__Quoted passage__:

Regular Expression Analyzer

R

radimpe

Hi,

Hope someone can help me with a pet project. I have a huge set of
search terms based on historic searches. I'm working on a search engine
that can do various different types of searches. What I am trying to do
is to see if the historic search terms can determine (through a regular
expression match) which one of the search methods to use.

For example Search type one is an exact match search. I would like to
do an exact match search if a user types in an ISBN Book number (eg.
978-0-306-40615-7). If a user types in a book title "Moby Dick" I would
like to do a wildcard search etc.

Can anybody help me write a Java Application that will process the
historic terms to find out if there is a reliable RegEx for each search
type. Even just a pointer in the right direction would be useful.

Rad.
 
H

hiwa

Hi,

Hope someone can help me with a pet project. I have a huge set of
search terms based on historic searches. I'm working on a search engine
that can do various different types of searches. What I am trying to do
is to see if the historic search terms can determine (through a regular
expression match) which one of the search methods to use.

For example Search type one is an exact match search. I would like to
do an exact match search if a user types in an ISBN Book number (eg.
978-0-306-40615-7). If a user types in a book title "Moby Dick" I would
like to do a wildcard search etc.

Can anybody help me write a Java Application that will process the
historic terms to find out if there is a reliable RegEx for each search
type. Even just a pointer in the right direction would be useful.

Rad.
Be more specific and I could give advice.
 
T

TechBookReport

Hi,

Hope someone can help me with a pet project. I have a huge set of
search terms based on historic searches. I'm working on a search engine
that can do various different types of searches. What I am trying to do
is to see if the historic search terms can determine (through a regular
expression match) which one of the search methods to use.

For example Search type one is an exact match search. I would like to
do an exact match search if a user types in an ISBN Book number (eg.
978-0-306-40615-7). If a user types in a book title "Moby Dick" I would
like to do a wildcard search etc.

Can anybody help me write a Java Application that will process the
historic terms to find out if there is a reliable RegEx for each search
type. Even just a pointer in the right direction would be useful.

__Data lines__:
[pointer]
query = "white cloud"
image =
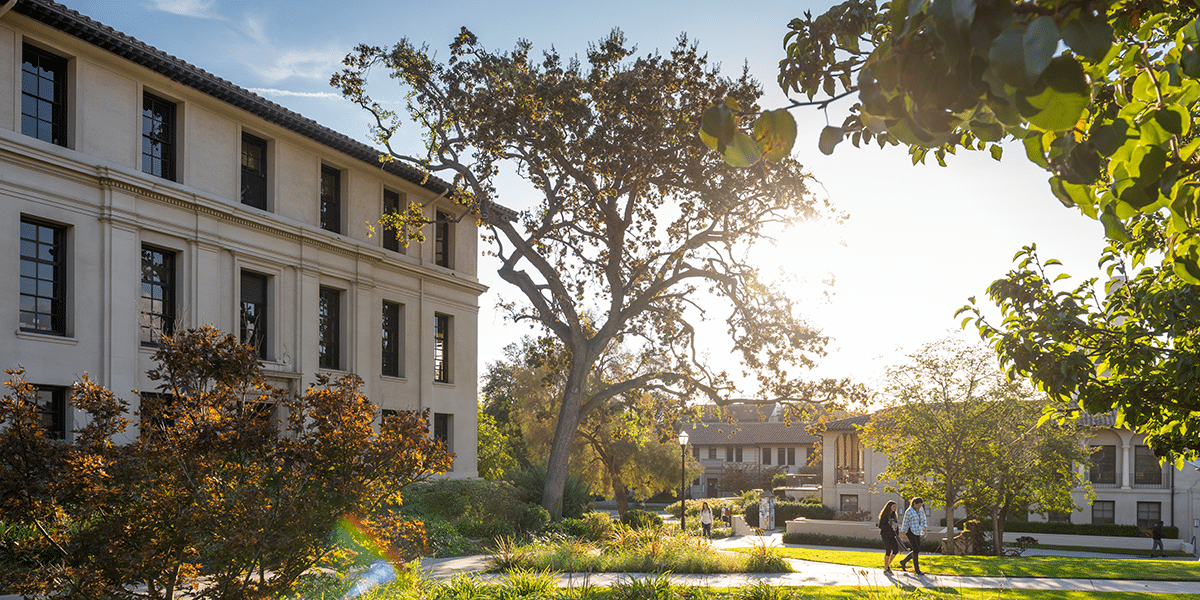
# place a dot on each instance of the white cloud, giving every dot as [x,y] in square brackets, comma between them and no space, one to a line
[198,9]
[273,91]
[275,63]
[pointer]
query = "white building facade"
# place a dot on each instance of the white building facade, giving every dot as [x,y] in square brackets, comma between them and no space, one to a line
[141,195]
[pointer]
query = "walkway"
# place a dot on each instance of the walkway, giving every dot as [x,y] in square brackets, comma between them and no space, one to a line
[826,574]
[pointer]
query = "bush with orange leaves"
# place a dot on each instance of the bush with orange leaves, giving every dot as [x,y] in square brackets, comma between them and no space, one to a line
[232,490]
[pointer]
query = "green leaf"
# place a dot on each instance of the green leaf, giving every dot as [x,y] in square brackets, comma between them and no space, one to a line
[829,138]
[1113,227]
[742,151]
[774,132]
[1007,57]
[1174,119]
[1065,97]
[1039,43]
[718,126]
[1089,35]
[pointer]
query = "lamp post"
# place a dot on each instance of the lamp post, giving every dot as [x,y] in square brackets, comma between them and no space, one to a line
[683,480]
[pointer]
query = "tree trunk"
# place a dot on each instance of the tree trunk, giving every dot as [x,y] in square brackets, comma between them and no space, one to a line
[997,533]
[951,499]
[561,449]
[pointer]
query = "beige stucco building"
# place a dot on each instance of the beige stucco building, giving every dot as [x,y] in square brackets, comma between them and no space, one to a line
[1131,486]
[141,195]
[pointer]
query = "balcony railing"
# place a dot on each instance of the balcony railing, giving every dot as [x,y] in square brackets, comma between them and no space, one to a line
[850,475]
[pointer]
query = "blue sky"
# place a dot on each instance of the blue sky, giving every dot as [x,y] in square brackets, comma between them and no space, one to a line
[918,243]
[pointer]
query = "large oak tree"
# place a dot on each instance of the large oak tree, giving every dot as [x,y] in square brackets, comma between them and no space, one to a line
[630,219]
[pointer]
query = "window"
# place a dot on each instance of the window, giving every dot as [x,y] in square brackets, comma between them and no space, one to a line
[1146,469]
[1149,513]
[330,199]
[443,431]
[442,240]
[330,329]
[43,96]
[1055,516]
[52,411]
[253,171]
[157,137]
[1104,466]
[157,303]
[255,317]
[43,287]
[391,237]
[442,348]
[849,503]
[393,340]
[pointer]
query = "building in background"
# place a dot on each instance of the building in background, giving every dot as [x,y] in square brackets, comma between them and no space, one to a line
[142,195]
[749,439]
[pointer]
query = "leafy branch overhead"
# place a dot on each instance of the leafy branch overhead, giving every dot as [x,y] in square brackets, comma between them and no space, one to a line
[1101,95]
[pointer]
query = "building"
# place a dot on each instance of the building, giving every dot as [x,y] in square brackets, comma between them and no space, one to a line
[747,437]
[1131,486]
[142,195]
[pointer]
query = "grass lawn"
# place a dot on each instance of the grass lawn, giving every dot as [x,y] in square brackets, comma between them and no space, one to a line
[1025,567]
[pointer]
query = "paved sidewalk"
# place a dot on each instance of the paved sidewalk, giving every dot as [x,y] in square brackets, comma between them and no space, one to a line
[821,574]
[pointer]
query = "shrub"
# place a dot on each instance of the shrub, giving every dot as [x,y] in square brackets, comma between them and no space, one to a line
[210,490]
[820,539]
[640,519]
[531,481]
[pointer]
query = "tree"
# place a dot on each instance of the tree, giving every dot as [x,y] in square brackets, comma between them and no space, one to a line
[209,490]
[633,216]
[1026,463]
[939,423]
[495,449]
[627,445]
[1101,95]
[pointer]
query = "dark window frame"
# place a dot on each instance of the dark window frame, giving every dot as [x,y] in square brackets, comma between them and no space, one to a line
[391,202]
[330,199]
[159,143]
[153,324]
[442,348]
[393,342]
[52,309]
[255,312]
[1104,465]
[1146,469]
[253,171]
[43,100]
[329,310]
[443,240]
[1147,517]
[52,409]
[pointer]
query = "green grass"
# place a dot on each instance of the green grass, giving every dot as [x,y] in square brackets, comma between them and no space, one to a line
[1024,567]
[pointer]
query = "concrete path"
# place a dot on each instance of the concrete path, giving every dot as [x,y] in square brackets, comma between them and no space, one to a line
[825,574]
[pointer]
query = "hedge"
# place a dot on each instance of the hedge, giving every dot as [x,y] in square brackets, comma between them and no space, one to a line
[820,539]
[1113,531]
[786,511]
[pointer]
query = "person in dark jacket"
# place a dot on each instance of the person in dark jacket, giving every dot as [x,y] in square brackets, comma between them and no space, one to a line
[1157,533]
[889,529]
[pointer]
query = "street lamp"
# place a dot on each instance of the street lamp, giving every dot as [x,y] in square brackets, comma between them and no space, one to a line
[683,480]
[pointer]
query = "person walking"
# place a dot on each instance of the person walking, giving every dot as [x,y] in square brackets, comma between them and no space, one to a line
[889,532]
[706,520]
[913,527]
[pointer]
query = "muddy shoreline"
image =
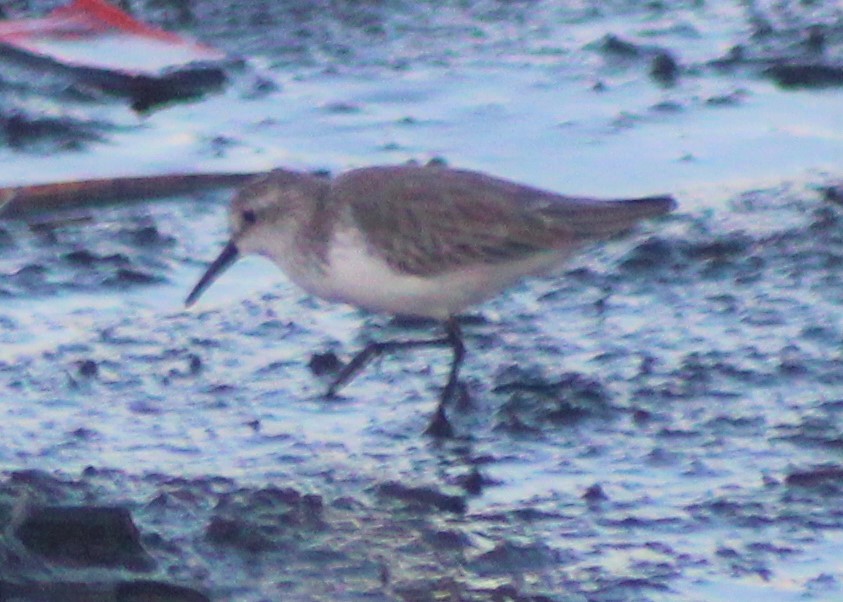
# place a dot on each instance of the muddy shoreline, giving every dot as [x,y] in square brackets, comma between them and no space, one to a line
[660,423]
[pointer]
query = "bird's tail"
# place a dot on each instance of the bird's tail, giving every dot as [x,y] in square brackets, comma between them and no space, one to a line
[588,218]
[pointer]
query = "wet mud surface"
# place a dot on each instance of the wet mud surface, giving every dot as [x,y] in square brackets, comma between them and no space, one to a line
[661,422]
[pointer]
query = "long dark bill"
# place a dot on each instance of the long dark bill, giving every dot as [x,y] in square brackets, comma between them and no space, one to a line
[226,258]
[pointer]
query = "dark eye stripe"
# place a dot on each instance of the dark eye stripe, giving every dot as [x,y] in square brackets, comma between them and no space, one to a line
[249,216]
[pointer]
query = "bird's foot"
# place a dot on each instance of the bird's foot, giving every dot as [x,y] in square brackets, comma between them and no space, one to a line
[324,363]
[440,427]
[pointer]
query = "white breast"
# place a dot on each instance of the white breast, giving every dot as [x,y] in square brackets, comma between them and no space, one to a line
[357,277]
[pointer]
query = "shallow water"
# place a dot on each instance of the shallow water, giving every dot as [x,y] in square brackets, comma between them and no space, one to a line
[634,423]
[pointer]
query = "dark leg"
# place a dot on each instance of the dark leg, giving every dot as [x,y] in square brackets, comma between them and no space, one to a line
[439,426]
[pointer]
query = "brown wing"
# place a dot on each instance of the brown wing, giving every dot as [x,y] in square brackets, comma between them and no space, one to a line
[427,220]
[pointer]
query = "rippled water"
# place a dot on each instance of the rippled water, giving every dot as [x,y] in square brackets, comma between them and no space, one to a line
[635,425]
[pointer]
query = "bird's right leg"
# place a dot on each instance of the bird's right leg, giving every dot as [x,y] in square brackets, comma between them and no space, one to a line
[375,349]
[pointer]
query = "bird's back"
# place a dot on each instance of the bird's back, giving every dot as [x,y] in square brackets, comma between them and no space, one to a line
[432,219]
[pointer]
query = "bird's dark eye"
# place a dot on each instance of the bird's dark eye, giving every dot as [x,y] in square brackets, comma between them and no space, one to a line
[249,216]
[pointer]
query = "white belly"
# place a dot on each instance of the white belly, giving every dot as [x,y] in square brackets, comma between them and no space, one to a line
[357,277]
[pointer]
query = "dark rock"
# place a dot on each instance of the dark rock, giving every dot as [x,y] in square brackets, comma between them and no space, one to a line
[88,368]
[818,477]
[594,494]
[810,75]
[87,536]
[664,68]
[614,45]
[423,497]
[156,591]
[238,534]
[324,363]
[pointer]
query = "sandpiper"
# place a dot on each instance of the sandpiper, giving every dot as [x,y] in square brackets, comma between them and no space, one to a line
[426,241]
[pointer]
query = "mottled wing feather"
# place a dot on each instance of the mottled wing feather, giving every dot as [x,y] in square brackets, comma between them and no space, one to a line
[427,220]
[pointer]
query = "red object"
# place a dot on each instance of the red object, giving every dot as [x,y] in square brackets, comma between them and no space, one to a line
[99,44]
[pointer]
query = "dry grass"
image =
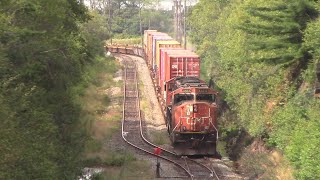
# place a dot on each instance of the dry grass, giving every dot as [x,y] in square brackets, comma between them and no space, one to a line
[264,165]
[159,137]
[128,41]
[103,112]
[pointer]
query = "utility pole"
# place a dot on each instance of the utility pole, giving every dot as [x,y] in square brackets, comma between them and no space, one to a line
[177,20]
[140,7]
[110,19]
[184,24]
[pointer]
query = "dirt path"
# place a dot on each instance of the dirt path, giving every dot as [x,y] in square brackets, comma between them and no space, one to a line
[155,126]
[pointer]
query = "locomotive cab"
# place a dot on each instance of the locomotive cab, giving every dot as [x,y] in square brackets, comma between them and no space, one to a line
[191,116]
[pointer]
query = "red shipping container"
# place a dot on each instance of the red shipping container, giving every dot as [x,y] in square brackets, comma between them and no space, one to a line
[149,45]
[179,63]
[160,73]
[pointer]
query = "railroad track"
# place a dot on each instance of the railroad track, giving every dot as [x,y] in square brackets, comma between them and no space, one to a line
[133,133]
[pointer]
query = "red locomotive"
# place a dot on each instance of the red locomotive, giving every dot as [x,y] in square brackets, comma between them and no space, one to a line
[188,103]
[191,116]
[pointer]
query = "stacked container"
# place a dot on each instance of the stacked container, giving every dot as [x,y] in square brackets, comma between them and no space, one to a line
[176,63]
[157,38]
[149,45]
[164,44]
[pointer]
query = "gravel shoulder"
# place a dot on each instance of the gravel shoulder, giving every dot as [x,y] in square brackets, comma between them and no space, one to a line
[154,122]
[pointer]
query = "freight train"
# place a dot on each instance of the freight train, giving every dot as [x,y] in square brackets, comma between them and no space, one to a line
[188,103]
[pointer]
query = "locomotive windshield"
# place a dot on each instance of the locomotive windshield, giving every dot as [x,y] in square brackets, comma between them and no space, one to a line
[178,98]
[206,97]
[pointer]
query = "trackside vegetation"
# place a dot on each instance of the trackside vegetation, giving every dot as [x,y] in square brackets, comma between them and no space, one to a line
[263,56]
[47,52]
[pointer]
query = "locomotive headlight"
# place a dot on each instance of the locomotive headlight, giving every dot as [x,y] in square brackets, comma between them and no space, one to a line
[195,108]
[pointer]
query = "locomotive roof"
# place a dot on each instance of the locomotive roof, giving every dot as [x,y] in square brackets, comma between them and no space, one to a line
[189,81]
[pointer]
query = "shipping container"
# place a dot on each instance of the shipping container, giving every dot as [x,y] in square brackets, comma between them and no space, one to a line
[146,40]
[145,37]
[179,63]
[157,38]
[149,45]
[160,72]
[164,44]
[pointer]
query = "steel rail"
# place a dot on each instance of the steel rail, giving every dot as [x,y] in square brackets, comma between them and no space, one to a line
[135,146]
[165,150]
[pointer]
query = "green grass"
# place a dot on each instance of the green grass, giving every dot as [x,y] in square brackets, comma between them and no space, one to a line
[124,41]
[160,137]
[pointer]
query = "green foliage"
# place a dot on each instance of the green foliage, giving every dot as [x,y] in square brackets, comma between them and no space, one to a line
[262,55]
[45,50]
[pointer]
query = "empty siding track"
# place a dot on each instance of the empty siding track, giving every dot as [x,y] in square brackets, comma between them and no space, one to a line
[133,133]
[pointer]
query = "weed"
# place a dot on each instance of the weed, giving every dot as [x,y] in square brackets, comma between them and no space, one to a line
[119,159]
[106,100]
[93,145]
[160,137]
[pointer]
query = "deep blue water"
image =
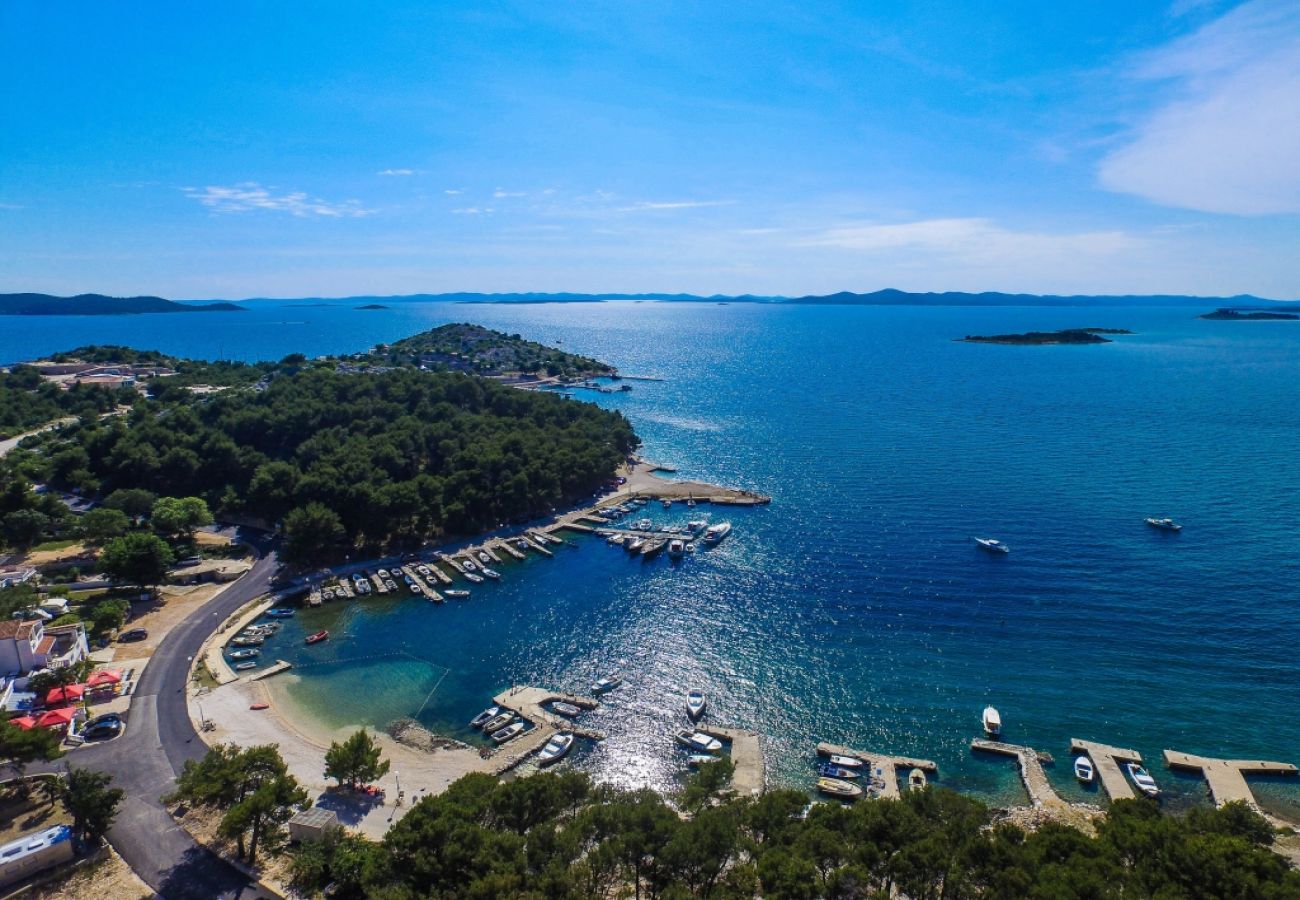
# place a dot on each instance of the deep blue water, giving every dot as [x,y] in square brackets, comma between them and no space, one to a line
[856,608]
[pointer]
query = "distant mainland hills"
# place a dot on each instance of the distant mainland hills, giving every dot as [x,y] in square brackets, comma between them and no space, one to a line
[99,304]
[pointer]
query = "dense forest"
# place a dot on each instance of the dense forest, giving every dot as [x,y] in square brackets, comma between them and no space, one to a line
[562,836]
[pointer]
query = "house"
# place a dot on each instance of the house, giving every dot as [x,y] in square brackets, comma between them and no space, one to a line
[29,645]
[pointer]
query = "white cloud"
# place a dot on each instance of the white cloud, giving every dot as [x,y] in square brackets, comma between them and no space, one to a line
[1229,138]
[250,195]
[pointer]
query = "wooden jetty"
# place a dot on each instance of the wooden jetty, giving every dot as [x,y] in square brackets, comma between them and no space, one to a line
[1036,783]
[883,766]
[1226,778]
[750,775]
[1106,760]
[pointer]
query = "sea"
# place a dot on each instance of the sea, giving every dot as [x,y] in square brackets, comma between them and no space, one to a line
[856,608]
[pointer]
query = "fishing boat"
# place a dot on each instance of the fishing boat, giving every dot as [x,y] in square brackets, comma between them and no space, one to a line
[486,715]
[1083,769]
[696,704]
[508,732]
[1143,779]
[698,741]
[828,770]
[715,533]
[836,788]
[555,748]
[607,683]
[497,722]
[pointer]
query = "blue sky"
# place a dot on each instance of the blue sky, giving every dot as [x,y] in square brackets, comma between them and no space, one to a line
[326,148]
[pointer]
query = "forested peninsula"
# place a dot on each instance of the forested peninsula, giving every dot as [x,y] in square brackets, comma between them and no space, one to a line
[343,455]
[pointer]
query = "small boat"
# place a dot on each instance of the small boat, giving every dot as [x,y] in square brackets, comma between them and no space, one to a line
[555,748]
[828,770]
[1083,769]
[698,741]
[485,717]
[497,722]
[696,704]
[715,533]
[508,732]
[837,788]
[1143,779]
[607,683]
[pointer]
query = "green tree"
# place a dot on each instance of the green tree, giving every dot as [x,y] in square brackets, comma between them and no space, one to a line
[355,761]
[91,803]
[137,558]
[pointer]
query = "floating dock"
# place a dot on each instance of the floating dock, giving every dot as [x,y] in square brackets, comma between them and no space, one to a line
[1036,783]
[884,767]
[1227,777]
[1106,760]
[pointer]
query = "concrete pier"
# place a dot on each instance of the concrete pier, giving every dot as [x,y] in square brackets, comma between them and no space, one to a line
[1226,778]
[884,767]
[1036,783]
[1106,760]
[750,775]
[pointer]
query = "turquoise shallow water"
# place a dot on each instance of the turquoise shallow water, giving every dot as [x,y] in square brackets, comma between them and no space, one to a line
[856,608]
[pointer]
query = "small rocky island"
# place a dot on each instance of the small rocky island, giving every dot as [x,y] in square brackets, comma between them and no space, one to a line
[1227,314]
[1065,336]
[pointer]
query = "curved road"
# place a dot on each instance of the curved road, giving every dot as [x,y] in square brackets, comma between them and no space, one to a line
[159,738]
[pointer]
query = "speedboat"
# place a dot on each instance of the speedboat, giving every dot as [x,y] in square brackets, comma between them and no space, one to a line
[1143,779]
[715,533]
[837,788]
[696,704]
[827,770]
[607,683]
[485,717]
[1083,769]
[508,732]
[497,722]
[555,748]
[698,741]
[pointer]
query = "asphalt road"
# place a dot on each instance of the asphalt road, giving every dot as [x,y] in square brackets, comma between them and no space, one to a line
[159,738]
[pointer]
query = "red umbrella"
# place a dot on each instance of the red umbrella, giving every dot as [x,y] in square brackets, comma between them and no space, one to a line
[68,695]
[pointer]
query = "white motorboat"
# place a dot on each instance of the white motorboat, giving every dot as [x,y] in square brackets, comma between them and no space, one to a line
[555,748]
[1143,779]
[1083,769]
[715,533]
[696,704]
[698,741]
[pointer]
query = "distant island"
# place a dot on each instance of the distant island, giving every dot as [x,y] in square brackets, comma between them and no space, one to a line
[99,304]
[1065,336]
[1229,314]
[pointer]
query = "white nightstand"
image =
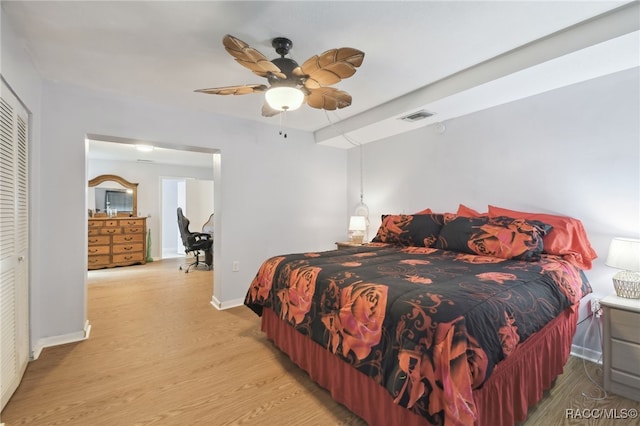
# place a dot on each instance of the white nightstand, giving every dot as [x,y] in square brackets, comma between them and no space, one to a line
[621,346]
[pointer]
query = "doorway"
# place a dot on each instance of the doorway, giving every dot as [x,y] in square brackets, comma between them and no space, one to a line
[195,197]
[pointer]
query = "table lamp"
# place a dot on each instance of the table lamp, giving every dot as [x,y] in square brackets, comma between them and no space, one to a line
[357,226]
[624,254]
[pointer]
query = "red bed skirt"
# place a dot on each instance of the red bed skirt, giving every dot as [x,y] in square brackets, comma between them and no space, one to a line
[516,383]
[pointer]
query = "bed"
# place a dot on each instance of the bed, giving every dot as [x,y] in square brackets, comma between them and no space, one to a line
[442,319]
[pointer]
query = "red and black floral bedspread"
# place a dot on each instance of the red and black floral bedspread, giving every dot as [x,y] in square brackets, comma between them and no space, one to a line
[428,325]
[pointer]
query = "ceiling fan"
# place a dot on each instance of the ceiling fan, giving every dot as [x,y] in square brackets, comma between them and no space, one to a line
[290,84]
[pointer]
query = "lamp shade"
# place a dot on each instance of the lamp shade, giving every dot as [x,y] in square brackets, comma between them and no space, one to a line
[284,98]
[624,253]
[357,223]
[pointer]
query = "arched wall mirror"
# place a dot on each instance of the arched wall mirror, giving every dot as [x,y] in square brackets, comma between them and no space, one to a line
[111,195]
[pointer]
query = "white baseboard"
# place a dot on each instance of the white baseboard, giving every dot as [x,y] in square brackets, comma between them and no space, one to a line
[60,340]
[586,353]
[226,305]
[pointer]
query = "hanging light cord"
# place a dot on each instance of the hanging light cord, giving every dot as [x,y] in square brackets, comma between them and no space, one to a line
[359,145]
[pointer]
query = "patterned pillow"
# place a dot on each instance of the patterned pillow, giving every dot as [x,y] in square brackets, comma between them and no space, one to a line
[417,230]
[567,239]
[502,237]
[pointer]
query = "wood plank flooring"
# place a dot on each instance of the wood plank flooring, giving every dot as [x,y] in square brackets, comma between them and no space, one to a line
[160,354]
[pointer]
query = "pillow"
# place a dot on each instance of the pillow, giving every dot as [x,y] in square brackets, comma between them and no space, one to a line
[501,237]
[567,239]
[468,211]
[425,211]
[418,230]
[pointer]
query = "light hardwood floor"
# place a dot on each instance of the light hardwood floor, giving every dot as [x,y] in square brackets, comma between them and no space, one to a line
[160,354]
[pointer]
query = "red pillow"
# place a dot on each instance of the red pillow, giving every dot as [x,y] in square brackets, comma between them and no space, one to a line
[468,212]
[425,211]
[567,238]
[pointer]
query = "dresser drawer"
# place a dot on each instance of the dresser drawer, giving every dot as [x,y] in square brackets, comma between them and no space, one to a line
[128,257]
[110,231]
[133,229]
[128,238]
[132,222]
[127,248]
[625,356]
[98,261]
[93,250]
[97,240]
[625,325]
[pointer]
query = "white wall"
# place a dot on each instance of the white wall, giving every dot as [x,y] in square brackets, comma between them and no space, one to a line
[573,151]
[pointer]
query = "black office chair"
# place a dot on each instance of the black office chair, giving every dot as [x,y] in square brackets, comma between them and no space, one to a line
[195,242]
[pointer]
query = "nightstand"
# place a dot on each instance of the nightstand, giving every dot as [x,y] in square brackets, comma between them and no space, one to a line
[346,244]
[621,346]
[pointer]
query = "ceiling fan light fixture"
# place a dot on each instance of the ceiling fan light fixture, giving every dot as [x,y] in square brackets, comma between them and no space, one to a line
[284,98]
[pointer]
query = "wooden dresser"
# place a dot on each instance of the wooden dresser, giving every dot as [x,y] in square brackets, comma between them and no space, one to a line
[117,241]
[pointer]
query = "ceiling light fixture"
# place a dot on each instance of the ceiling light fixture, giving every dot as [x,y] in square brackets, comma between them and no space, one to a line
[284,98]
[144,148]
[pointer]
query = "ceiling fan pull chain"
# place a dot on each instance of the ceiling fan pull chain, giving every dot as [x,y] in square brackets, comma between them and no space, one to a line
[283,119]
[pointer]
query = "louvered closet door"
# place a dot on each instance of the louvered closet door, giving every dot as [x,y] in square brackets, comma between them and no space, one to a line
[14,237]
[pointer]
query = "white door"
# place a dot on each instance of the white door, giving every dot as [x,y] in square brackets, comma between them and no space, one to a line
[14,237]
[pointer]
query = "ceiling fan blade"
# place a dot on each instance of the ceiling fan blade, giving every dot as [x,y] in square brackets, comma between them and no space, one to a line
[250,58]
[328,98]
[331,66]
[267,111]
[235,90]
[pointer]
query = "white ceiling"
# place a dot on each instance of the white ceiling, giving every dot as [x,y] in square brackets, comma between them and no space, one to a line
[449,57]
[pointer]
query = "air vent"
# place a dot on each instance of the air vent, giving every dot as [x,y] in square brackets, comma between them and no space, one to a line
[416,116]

__Exercise aim__: Pick up the forum thread about matching search terms to search methods with regular expressions, and continue it after its final sentence.

__Output of the exercise__:
Rad.
Here's a quick pointer: http://javaalmanac.com/egs/java.util.regex/pkg.html
 
R

Robert Klemme

Hope someone can help me with a pet project. I have a huge set of
search terms based on historic searches. I'm working on a search engine
that can do various different types of searches. What I am trying to do
is to see if the historic search terms can determine (through a regular
expression match) which one of the search methods to use.

For example Search type one is an exact match search. I would like to
do an exact match search if a user types in an ISBN Book number (eg.
978-0-306-40615-7). If a user types in a book title "Moby Dick" I would
like to do a wildcard search etc.

How is this connected to the historic searches? First you say you want
to use the RE against historic searches but now it seems you want to use
it with current searches.
Can anybody help me write a Java Application that will process the
historic terms to find out if there is a reliable RegEx for each search
type. Even just a pointer in the right direction would be useful.

http://www.amazon.com/l/dp/0596528124/

robert
 
R

radimpe

How is this connected to the historic searches? First you say you want
to use the RE against historic searches but now it seems you want to use
it with current searches.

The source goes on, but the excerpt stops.